(PROVIDED TEXT begins)
December 28, 2024

Beating the fuck out of the 'Christ' in 'Christmas'

bear_tree

Back from the sucking white vacuum of the North, where mom got the entire series of Dr. Quinn, Medicine Woman on DVD and a bunch of Sylvia Brown books and I saw eight great gray owls along the highway. I can't stop thinking about those owls. What do they mean? The daughter of our neighbor, driving late at night on Christmas Eve on Highway 61, hit a great gray owl head on; it swept toward her car, all yellow eyes. The impact shattered her windshield.

I always feel like half a person when I head back home. A third of a person. Things that are important to me have no import up there. Dad shouts his non sequitors from the chair; mom scrunches up her frustrations into little balls of butterscotch ting-a-lings. It's sooooo Northern Gothic, I've decided.

On Christmas Eve, I had a bit of last minute shopping to do during the day, comme d'habitude, Josh Groban for mom. The outside air temperature was -15 F. An enormous wall of cloud rose from Lake Superior, obscuring the lake but stopping at the shore, the result of frigid air meeting warmer lake water. I detoured along the shore--it could have been mistaken for a hot springs. It was beautiful, but I didn't last very long outside the minivan when I jumped out to take a photo.

That's all. Some people have great families--and though I may try to keep a perspective on things, I can't help but feel a bit jealous of their holiday stories--board games, fraternity, alcohol. The holidays always force me to confront my own origins. I guess I haven't learned quite what to do with them. I did demand that we take the Christ out of Christmas this year, and so it was very secular and materialistic.
(PROVIDED TEXT ends)
■ WORK ORDER 1:
What was the outside air temperature on Christmas Eve, according to the blog post?
■ WORK ORDER 2:
Reproduce everything in the blog post from "I always feel" down to "Gothic, I've decided.".
The rows come from a different source than the blog post.
(EXTRACTED RECORDS begins)
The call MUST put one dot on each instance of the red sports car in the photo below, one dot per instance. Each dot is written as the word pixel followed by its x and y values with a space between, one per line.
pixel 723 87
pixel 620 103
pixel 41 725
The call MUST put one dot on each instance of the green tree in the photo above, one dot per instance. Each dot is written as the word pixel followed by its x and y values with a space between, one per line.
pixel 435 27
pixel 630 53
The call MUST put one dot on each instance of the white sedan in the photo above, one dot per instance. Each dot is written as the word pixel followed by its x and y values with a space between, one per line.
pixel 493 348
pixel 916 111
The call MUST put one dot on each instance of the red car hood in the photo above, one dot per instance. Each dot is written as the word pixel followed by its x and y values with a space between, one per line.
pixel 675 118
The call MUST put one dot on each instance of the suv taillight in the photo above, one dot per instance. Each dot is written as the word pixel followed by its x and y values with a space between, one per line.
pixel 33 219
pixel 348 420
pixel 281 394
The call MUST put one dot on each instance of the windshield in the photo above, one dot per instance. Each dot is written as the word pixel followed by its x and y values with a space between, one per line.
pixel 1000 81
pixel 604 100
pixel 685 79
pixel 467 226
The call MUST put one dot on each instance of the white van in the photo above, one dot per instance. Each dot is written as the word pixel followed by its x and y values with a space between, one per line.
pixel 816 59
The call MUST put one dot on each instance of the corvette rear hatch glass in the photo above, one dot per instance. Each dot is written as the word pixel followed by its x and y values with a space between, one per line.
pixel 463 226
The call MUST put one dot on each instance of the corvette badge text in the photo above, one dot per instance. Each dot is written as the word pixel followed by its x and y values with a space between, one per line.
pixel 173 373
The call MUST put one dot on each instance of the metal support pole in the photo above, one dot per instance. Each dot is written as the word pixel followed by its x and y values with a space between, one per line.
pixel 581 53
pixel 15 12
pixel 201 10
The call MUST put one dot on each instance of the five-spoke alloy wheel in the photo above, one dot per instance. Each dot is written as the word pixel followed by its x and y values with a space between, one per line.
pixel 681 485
(EXTRACTED RECORDS ends)
■ EXPECTED OUTPUT 1:
-15 F

■ EXPECTED OUTPUT 2:
I always feel like half a person when I head back home. A third of a person. Things that are important to me have no import up there. Dad shouts his non sequitors from the chair; mom scrunches up her frustrations into little balls of butterscotch ting-a-lings. It's sooooo Northern Gothic, I've decided.